Source material
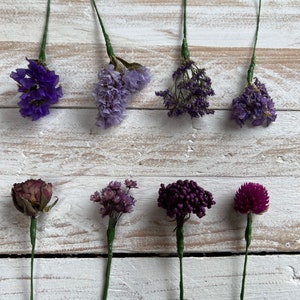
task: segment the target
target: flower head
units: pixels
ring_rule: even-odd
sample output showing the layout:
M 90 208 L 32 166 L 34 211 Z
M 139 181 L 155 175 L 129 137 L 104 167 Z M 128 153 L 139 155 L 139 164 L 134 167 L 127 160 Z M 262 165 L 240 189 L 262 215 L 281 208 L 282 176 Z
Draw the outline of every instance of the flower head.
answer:
M 30 217 L 48 212 L 57 203 L 56 200 L 52 205 L 47 206 L 52 197 L 52 184 L 41 179 L 15 183 L 11 194 L 17 210 Z
M 173 73 L 173 81 L 170 89 L 155 92 L 157 96 L 164 99 L 169 117 L 188 113 L 191 118 L 198 118 L 214 113 L 208 108 L 207 98 L 215 93 L 205 69 L 198 68 L 192 60 L 184 60 Z
M 234 209 L 242 214 L 261 214 L 269 208 L 269 195 L 259 183 L 244 183 L 234 197 Z
M 179 223 L 191 213 L 202 218 L 205 209 L 215 204 L 212 194 L 193 180 L 177 180 L 167 186 L 161 184 L 158 193 L 158 206 L 166 209 L 167 215 Z
M 27 61 L 27 69 L 17 69 L 10 77 L 18 83 L 18 91 L 22 93 L 18 103 L 21 115 L 35 121 L 49 114 L 50 106 L 62 97 L 62 88 L 59 76 L 48 70 L 45 63 L 33 59 Z
M 125 69 L 123 80 L 129 92 L 141 91 L 150 82 L 149 69 L 140 65 L 136 68 Z
M 102 189 L 101 194 L 96 191 L 91 195 L 91 201 L 100 203 L 102 217 L 108 215 L 118 220 L 123 213 L 132 212 L 135 199 L 129 195 L 129 191 L 131 188 L 137 188 L 137 184 L 135 181 L 126 179 L 125 187 L 122 188 L 122 183 L 119 181 L 111 181 Z
M 274 102 L 269 96 L 263 83 L 257 78 L 253 84 L 249 84 L 244 92 L 232 100 L 231 119 L 235 120 L 242 127 L 247 120 L 253 126 L 266 125 L 276 119 Z

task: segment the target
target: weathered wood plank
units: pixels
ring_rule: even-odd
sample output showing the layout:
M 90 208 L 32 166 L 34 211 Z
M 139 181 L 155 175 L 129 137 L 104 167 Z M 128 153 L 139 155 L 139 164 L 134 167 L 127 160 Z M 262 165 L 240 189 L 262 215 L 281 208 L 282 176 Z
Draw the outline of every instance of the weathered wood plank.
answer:
M 175 50 L 174 51 L 174 47 Z M 16 83 L 9 78 L 11 71 L 25 68 L 25 56 L 38 55 L 37 44 L 0 42 L 0 106 L 16 106 L 19 101 Z M 152 81 L 129 103 L 131 108 L 163 108 L 163 101 L 155 91 L 164 90 L 171 84 L 171 75 L 179 63 L 179 46 L 120 47 L 118 54 L 129 61 L 138 61 L 150 68 Z M 136 51 L 135 51 L 136 50 Z M 100 67 L 108 63 L 103 45 L 79 44 L 49 46 L 49 67 L 60 75 L 64 97 L 60 107 L 95 107 L 92 96 L 93 84 L 97 81 Z M 51 54 L 50 54 L 51 53 Z M 237 97 L 246 84 L 246 73 L 251 51 L 249 48 L 203 48 L 191 47 L 191 57 L 199 67 L 206 68 L 212 78 L 215 96 L 210 98 L 214 109 L 230 109 L 231 101 Z M 300 72 L 299 49 L 258 49 L 255 76 L 266 84 L 269 94 L 279 110 L 300 110 L 298 84 Z M 280 59 L 279 59 L 280 58 Z
M 99 299 L 103 258 L 36 259 L 36 299 Z M 1 259 L 0 297 L 29 297 L 29 260 Z M 238 299 L 243 257 L 184 258 L 186 299 Z M 300 298 L 299 256 L 250 256 L 247 299 Z M 138 274 L 138 276 L 137 276 Z M 114 258 L 110 299 L 178 299 L 177 258 Z
M 279 112 L 264 129 L 240 129 L 224 111 L 191 121 L 129 110 L 108 130 L 95 116 L 95 109 L 54 109 L 32 122 L 1 110 L 2 174 L 299 176 L 299 112 Z
M 29 218 L 14 207 L 10 189 L 14 182 L 26 180 L 23 174 L 2 176 L 0 183 L 0 254 L 29 254 Z M 233 196 L 245 181 L 264 184 L 270 193 L 270 208 L 264 216 L 255 216 L 251 252 L 300 251 L 300 183 L 293 177 L 224 178 L 187 177 L 211 191 L 216 205 L 198 219 L 191 216 L 185 225 L 186 253 L 243 252 L 246 216 L 233 210 Z M 106 253 L 107 218 L 98 213 L 99 205 L 89 196 L 111 180 L 124 180 L 115 174 L 105 176 L 56 176 L 51 172 L 43 179 L 54 185 L 60 198 L 53 210 L 38 220 L 36 253 Z M 174 222 L 157 207 L 161 183 L 176 177 L 133 176 L 139 189 L 134 212 L 118 223 L 114 251 L 121 253 L 176 253 Z M 185 179 L 185 177 L 181 177 Z M 283 225 L 284 224 L 284 225 Z

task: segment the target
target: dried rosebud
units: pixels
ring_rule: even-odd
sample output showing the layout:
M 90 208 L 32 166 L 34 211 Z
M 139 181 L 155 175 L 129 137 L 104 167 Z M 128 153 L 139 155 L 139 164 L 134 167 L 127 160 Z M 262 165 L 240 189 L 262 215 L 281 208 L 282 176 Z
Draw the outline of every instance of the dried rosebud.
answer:
M 268 191 L 259 183 L 244 183 L 235 194 L 234 209 L 242 214 L 261 214 L 268 208 Z
M 47 206 L 52 197 L 52 184 L 41 179 L 29 179 L 15 183 L 11 190 L 14 205 L 23 214 L 36 218 L 41 212 L 48 212 L 58 201 Z

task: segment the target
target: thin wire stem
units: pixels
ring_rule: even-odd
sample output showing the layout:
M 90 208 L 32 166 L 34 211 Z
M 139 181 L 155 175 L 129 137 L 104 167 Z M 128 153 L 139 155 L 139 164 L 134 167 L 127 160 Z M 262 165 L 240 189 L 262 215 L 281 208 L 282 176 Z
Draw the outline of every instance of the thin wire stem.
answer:
M 190 58 L 190 52 L 187 43 L 186 6 L 187 6 L 187 0 L 183 0 L 183 40 L 181 46 L 181 58 L 183 60 L 187 60 Z
M 183 288 L 183 266 L 182 258 L 184 251 L 184 235 L 183 235 L 183 226 L 177 226 L 176 228 L 176 242 L 177 242 L 177 254 L 179 257 L 179 266 L 180 266 L 180 300 L 183 300 L 184 288 Z
M 252 214 L 248 213 L 248 215 L 247 215 L 247 227 L 246 227 L 246 230 L 245 230 L 246 252 L 245 252 L 244 271 L 243 271 L 243 280 L 242 280 L 240 300 L 243 300 L 244 295 L 245 295 L 245 282 L 246 282 L 246 269 L 247 269 L 247 261 L 248 261 L 248 249 L 249 249 L 249 246 L 251 244 L 251 236 L 252 236 Z
M 34 263 L 34 251 L 35 251 L 35 240 L 36 240 L 36 222 L 37 219 L 35 217 L 32 217 L 30 223 L 30 241 L 31 241 L 30 300 L 33 300 L 33 263 Z
M 256 44 L 257 44 L 259 23 L 260 23 L 260 10 L 261 10 L 261 0 L 259 0 L 259 4 L 258 4 L 258 14 L 257 14 L 257 19 L 256 19 L 256 31 L 255 31 L 255 37 L 254 37 L 254 45 L 253 45 L 252 57 L 251 57 L 251 62 L 250 62 L 250 66 L 248 69 L 248 76 L 247 76 L 247 81 L 248 81 L 249 85 L 252 83 L 253 73 L 254 73 L 254 68 L 255 68 L 255 60 L 256 60 L 255 51 L 256 51 Z
M 95 11 L 96 11 L 99 23 L 100 23 L 100 27 L 101 27 L 101 30 L 102 30 L 102 33 L 103 33 L 103 36 L 104 36 L 104 40 L 105 40 L 105 44 L 106 44 L 106 53 L 107 53 L 108 57 L 111 58 L 112 56 L 114 56 L 114 51 L 113 51 L 112 45 L 110 43 L 109 36 L 105 31 L 105 27 L 104 27 L 104 24 L 102 22 L 101 16 L 99 14 L 98 8 L 96 6 L 95 0 L 91 0 L 91 1 L 92 1 L 92 4 L 93 4 L 94 8 L 95 8 Z
M 50 17 L 50 0 L 48 0 L 48 2 L 47 2 L 45 27 L 44 27 L 42 44 L 41 44 L 41 49 L 40 49 L 40 54 L 39 54 L 39 60 L 44 63 L 46 62 L 46 43 L 47 43 L 47 35 L 48 35 L 49 17 Z

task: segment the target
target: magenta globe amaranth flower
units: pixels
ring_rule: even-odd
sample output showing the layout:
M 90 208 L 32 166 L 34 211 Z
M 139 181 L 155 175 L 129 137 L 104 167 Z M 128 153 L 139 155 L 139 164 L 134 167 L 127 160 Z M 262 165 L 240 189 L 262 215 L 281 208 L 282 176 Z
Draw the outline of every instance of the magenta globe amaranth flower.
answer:
M 18 85 L 21 101 L 18 102 L 23 117 L 36 121 L 49 114 L 50 107 L 62 97 L 59 76 L 40 60 L 27 59 L 27 69 L 17 69 L 10 77 Z
M 163 98 L 169 117 L 188 113 L 191 118 L 198 118 L 214 113 L 209 109 L 207 98 L 215 92 L 205 69 L 198 68 L 192 60 L 184 60 L 173 73 L 173 81 L 171 88 L 155 92 L 156 96 Z
M 260 126 L 276 120 L 274 102 L 263 83 L 255 78 L 244 92 L 232 100 L 231 119 L 242 127 L 248 120 L 253 126 Z
M 234 209 L 242 214 L 261 214 L 268 208 L 268 191 L 259 183 L 244 183 L 235 194 Z

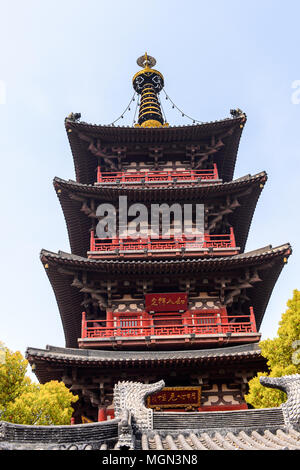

What you have to do
Please go through the data above and copy each line that has the word "wire".

Answer area
target: thin wire stem
Draw the outline of every instance of the thin wire stem.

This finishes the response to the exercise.